▶ [RECORDS SUPPLIED]

# # # #

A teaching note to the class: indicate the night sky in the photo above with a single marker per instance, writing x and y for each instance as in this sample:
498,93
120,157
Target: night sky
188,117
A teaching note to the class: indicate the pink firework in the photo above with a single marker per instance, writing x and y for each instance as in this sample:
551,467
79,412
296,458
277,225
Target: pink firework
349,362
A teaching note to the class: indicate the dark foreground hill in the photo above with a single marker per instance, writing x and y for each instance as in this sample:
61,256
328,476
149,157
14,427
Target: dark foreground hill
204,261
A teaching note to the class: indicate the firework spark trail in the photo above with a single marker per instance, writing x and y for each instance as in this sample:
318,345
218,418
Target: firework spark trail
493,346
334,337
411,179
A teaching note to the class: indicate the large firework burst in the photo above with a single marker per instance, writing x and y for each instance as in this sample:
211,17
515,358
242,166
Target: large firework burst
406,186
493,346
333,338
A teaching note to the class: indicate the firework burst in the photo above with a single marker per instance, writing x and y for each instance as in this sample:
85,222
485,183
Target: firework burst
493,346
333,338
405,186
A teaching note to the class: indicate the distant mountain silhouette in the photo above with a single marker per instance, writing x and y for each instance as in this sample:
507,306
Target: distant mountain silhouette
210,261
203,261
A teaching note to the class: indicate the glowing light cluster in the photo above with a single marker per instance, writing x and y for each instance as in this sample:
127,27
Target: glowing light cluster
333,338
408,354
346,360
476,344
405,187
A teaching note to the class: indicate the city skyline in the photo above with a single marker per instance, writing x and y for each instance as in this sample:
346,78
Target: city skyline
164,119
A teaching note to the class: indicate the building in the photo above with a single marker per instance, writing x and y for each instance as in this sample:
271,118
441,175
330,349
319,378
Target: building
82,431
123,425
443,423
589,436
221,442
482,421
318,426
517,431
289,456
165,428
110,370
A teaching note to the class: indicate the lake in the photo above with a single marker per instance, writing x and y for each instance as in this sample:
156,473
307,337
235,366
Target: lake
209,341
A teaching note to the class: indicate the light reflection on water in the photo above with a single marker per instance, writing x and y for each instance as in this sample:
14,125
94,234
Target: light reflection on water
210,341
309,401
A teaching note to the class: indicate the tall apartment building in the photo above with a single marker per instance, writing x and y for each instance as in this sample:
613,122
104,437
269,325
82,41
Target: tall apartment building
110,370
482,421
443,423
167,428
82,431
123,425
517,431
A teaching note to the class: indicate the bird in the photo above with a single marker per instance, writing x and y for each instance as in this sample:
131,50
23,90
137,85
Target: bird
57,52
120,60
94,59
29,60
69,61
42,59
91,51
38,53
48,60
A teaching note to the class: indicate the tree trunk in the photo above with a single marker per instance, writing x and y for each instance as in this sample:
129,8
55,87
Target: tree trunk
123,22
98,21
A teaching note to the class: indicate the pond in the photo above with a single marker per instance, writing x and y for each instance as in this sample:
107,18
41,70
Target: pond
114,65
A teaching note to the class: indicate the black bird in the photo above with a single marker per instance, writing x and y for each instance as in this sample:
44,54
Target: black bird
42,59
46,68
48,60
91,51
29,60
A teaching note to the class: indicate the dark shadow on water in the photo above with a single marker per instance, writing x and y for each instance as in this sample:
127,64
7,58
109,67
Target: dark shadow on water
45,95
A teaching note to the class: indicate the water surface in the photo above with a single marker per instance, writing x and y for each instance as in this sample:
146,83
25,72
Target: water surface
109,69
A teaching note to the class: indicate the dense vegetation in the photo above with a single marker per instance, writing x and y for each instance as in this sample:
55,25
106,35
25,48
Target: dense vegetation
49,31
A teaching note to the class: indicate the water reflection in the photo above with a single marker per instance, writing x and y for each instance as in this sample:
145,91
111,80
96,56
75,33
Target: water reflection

# # # #

▶ [WHAT THE TASK ASKS]
Reproduce verbatim everything from the line containing "A teaching note to the class: indicate the water surface" down to the final line of the data, including both of these lines.

▶ [TASK ANSWER]
A teaching note to the class: indicate the water surface in the photo above with a single marker per instance, writing x and y for each instance as in this sample:
146,83
25,72
Target: water surface
109,69
A teaching note to the class: indicate the dense vegetation in the photo above with a single marker per instance, writing x and y for each instance as in this sample:
55,25
106,35
25,48
Target: dense vegetation
49,31
A teaching note to the class: indicate the water reflection in the photo above with a single marker per instance, writing x and y for each instance as in this sample:
145,91
111,80
96,56
75,33
Target: water reflection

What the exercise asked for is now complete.